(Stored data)
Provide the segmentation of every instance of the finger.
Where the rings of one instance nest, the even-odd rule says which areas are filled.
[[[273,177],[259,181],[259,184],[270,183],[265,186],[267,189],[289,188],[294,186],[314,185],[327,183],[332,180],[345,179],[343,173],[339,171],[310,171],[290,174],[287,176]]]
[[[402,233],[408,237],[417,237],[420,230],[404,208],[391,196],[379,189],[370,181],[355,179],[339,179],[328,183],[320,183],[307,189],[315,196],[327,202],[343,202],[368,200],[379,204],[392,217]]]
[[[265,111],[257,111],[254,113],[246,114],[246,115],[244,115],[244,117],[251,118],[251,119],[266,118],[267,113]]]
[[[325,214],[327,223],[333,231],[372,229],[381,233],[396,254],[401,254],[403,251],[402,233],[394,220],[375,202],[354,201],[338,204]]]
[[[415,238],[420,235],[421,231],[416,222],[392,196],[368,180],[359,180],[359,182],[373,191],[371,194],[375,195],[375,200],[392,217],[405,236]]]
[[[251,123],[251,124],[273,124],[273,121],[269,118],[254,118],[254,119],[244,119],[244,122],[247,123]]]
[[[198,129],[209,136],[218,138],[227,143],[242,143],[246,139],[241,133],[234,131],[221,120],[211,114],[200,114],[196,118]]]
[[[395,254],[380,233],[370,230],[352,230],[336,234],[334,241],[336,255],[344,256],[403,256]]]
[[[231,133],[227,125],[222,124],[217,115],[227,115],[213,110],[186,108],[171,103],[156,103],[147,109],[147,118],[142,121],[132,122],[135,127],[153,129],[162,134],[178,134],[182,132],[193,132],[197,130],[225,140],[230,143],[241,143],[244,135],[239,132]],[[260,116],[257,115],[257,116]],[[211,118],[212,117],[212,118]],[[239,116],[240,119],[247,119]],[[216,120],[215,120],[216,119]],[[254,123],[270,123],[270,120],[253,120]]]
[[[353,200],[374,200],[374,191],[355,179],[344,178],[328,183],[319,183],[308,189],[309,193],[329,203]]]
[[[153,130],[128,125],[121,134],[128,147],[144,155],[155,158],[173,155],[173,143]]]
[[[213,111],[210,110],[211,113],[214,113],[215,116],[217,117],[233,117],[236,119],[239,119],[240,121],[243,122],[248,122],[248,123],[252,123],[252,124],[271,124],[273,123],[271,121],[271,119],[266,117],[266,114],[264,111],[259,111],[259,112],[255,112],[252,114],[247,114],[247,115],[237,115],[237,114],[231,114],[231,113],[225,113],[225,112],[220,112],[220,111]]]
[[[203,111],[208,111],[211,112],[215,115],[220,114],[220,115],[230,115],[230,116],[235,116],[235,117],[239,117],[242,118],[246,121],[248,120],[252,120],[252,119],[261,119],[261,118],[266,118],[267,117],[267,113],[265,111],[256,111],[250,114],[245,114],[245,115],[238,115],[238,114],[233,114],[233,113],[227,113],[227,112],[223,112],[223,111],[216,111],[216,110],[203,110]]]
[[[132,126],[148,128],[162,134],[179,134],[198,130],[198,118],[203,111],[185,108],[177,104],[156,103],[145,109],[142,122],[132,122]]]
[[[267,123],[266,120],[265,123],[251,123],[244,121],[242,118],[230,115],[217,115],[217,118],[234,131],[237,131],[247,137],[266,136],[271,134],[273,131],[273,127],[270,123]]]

* _Problem to solve_:
If a line in the records holds the string "instance", copy it.

* _Exercise solution_:
Provide the segmentation of every instance of the finger.
Where the rings of one instance nest, the even-odd rule says which areas are filled.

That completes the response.